■ Exercise objective
From the data below, set down exactly the lines between the one holding "rough mask: <svg" and the one holding "negative clicks: (884, 250)", inclusive, and no others.

■ Input material
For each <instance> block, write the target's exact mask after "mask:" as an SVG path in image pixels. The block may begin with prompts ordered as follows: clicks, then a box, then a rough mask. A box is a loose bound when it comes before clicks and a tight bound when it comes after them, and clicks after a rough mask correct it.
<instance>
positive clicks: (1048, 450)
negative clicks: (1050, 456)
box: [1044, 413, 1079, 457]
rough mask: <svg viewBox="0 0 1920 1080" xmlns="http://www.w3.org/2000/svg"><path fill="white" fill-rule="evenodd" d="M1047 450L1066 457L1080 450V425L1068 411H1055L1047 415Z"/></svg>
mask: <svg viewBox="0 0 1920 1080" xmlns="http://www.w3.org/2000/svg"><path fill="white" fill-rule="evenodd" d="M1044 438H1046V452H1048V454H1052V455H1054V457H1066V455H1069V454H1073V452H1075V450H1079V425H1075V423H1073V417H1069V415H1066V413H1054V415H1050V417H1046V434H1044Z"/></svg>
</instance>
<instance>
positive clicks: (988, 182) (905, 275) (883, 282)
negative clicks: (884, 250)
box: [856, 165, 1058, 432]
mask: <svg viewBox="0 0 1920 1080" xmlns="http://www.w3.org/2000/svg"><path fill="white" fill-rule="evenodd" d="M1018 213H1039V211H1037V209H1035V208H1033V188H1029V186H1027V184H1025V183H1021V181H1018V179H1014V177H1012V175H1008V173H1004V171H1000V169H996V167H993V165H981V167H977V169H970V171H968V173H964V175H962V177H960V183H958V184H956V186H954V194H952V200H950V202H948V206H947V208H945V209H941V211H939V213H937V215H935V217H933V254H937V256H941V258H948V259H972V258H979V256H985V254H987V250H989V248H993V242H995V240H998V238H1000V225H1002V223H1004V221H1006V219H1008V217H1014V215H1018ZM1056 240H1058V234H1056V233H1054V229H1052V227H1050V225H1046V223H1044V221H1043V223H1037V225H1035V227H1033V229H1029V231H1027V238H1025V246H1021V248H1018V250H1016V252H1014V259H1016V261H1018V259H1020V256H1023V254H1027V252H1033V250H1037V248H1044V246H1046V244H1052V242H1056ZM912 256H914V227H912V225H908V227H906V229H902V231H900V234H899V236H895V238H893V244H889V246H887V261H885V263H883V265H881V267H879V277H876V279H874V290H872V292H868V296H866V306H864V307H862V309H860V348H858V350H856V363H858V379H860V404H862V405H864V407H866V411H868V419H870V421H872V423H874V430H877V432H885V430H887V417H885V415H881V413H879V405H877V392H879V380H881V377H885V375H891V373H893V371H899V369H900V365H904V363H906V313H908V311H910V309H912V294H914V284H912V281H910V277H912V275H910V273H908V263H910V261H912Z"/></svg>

■ Output
rough mask: <svg viewBox="0 0 1920 1080" xmlns="http://www.w3.org/2000/svg"><path fill="white" fill-rule="evenodd" d="M1047 450L1066 457L1080 450V425L1068 411H1055L1047 415Z"/></svg>
mask: <svg viewBox="0 0 1920 1080" xmlns="http://www.w3.org/2000/svg"><path fill="white" fill-rule="evenodd" d="M1044 438H1046V452H1048V454H1052V455H1054V457H1066V455H1069V454H1073V452H1075V450H1079V425H1075V423H1073V417H1069V415H1066V413H1054V415H1050V417H1046V434H1044Z"/></svg>
</instance>
<instance>
positive clicks: (988, 182) (905, 275) (883, 282)
negative clicks: (884, 250)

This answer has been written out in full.